Given problem
Repeat the lines below exactly as they appear, but leave out the images.

Supplied records
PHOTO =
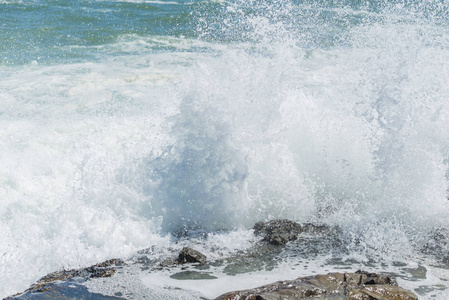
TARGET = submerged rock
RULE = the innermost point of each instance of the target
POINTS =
(360, 285)
(280, 232)
(105, 269)
(189, 255)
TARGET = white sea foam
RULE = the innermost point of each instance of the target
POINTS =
(102, 159)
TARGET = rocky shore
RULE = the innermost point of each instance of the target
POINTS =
(276, 234)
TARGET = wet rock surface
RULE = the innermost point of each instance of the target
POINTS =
(189, 255)
(281, 240)
(280, 232)
(53, 282)
(360, 285)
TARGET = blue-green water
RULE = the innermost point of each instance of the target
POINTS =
(125, 124)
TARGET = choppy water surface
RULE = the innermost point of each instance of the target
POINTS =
(126, 125)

The answer
PHOTO =
TARGET = submerged rock
RULE = the innermost point of each instance of the target
POINTS =
(360, 285)
(280, 232)
(105, 269)
(189, 255)
TARGET = white sea foam
RULE = the innermost point of each instance of the target
POINTS =
(102, 159)
TARGET = rocky shore
RULE = the innermost point of each instance of the target
POINTS =
(276, 234)
TARGET = wet rock surface
RULE = the innermost point of each instance of the target
POINTS =
(189, 255)
(281, 240)
(280, 232)
(53, 282)
(360, 285)
TARGET = blue-green water
RULE = the innermost point of each instance of the target
POINTS =
(125, 124)
TARGET = choppy water surface
RULE = the innermost point of each instance of the target
POINTS =
(126, 125)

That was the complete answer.